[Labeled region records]
================

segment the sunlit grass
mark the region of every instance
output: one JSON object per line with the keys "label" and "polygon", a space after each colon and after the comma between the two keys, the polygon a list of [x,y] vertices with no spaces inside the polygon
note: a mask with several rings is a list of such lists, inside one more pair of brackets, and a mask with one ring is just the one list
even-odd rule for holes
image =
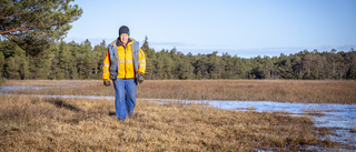
{"label": "sunlit grass", "polygon": [[[349,145],[306,116],[138,101],[125,123],[112,100],[0,97],[2,151],[305,151]],[[123,132],[122,132],[123,131]],[[326,139],[326,140],[323,140]],[[310,146],[310,149],[308,149]],[[349,148],[350,149],[350,148]]]}
{"label": "sunlit grass", "polygon": [[[8,81],[6,85],[46,85],[43,90],[11,93],[115,97],[100,80]],[[60,88],[59,88],[60,85]],[[141,99],[280,101],[303,103],[356,103],[356,81],[308,80],[145,80],[138,85]]]}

================

# AIM OF THE TASK:
Update the lines starting at the beginning of the records and ending at the line that contains "output: one JSON", replacing "sunlit grass" with "shaded grass" and keeping everything else the same. Return only those lines.

# RESULT OF THIS TASK:
segment the shaded grass
mark the region of every instance
output: one JSON object per line with the keys "label" and "polygon", a space after each colon and after the comma between the two keys, the polygon a list of [x,y] vertices with no spaces inside the polygon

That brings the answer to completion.